---- PROVIDED RECORDS

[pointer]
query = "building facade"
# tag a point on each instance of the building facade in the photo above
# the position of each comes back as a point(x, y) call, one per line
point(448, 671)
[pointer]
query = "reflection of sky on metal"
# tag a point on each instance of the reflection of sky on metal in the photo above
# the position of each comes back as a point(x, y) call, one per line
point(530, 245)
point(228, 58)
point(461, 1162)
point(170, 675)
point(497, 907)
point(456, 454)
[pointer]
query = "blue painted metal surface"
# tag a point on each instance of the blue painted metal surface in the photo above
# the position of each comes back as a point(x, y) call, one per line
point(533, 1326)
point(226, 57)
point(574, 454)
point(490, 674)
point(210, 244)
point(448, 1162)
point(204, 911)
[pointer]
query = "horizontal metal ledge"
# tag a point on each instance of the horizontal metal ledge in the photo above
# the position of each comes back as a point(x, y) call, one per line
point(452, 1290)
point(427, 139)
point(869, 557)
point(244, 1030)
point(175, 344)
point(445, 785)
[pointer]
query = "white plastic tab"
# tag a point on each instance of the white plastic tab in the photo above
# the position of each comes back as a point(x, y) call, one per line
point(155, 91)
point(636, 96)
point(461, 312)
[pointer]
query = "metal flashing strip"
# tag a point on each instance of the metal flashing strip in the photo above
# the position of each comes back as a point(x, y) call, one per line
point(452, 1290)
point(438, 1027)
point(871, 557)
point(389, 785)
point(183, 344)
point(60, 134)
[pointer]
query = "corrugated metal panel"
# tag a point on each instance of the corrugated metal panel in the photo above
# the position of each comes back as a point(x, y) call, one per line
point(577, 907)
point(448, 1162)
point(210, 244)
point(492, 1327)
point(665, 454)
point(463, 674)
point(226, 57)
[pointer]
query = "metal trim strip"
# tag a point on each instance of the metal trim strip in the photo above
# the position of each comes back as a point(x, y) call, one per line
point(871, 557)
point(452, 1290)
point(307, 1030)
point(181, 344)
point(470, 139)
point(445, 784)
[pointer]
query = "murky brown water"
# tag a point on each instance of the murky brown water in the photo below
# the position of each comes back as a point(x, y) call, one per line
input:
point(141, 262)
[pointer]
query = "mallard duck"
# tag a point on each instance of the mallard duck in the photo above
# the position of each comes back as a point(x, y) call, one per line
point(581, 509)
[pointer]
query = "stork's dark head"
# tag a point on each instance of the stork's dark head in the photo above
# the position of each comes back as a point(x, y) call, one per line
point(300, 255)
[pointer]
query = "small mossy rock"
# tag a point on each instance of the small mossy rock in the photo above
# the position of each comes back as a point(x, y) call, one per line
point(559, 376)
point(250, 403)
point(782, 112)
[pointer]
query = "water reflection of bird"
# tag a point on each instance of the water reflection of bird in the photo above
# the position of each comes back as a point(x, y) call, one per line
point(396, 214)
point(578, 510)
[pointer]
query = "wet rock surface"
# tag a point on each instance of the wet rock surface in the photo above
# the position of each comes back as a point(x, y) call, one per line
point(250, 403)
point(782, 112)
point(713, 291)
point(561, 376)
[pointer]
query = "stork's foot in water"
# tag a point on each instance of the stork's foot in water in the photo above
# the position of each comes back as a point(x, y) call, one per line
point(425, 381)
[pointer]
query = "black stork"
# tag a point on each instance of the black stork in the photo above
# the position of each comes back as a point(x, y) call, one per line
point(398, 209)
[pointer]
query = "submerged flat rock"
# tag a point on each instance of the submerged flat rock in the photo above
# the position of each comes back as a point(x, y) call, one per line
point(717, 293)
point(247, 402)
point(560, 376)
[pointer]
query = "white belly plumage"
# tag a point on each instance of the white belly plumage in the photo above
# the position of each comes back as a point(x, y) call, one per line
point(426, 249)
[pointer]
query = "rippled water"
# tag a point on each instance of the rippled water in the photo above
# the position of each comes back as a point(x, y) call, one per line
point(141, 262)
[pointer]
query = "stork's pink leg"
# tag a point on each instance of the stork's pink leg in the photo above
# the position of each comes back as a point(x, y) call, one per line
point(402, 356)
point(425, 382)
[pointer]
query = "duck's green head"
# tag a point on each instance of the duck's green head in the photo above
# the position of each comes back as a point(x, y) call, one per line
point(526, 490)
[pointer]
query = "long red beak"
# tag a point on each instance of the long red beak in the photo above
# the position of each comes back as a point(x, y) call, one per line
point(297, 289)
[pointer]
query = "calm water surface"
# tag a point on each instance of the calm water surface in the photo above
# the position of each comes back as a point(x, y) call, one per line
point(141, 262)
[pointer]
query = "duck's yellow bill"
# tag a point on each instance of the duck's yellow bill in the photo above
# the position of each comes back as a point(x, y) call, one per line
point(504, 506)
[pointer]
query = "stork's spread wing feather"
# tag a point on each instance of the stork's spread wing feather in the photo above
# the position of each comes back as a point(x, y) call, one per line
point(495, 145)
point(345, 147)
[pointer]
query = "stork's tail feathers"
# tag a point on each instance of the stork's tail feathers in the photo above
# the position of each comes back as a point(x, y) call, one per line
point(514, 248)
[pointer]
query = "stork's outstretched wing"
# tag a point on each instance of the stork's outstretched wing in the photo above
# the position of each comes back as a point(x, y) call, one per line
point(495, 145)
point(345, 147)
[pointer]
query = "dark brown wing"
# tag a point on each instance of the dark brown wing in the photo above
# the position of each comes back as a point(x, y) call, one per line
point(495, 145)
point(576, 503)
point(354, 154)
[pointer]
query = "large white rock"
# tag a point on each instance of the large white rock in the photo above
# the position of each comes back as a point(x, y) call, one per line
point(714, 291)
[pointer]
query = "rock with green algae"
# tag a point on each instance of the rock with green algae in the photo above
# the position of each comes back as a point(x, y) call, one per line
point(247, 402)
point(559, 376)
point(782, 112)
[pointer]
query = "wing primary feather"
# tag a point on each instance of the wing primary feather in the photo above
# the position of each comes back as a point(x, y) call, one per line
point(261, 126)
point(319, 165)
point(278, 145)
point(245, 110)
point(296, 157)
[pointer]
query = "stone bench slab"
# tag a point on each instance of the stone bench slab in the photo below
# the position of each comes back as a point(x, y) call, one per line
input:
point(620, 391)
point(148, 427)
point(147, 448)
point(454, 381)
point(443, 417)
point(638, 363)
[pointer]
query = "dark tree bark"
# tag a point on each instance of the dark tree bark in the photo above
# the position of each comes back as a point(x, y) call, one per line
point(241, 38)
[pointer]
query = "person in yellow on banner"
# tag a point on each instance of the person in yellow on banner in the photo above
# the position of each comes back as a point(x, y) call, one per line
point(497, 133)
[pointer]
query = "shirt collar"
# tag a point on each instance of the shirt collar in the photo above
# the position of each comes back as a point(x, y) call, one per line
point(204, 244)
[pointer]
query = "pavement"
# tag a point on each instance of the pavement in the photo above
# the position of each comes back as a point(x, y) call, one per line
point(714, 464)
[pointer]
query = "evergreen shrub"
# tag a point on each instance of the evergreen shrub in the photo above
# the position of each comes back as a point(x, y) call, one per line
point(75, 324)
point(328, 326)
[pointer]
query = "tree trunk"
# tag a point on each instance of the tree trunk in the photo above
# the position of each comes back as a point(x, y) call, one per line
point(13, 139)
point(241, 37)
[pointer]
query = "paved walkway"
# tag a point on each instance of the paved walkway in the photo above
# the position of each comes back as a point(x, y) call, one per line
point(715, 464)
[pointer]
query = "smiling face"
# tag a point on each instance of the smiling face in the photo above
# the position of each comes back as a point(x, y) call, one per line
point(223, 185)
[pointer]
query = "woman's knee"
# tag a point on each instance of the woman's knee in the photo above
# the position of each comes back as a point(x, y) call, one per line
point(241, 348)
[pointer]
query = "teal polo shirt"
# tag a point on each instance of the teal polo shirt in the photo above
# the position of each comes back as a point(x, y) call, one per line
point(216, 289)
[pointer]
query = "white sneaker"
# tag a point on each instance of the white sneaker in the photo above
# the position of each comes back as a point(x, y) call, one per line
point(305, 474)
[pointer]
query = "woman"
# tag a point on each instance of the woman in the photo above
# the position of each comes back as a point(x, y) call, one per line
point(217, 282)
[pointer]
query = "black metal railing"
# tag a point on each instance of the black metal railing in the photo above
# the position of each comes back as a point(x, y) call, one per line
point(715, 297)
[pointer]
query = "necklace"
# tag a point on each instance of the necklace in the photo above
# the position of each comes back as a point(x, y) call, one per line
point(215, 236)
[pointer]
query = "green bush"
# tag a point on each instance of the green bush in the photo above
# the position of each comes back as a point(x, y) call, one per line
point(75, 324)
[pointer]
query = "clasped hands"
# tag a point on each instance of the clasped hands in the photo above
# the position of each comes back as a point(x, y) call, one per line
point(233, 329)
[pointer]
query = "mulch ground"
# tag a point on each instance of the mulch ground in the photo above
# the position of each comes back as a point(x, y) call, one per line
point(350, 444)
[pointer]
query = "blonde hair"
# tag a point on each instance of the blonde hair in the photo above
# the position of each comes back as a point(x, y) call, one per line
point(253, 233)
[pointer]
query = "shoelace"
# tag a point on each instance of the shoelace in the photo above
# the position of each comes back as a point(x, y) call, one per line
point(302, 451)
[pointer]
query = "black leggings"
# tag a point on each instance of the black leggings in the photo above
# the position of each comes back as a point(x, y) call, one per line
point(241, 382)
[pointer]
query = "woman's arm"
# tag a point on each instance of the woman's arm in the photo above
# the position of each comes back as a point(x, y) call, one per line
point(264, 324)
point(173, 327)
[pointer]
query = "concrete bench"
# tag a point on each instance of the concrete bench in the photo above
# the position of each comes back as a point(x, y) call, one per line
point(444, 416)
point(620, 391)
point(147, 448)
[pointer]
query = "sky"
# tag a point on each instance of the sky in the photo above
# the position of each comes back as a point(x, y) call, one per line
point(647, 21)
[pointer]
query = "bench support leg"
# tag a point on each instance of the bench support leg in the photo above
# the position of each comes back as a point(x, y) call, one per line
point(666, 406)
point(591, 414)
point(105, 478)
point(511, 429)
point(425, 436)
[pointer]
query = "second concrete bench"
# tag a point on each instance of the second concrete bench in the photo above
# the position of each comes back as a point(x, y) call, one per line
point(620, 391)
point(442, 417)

--------

▶ **EXERCISE GOAL**: Above are some records; copy each line there that contains "duck".

▶ **FINISHED EXERCISE**:
query = "mallard duck"
# tag a point on each instance of the mallard duck in the photo above
query = "duck's green head"
# tag a point on each instance of the duck's green head in the photo above
query = "duck's yellow bill"
# tag a point on each instance of the duck's yellow bill in the photo above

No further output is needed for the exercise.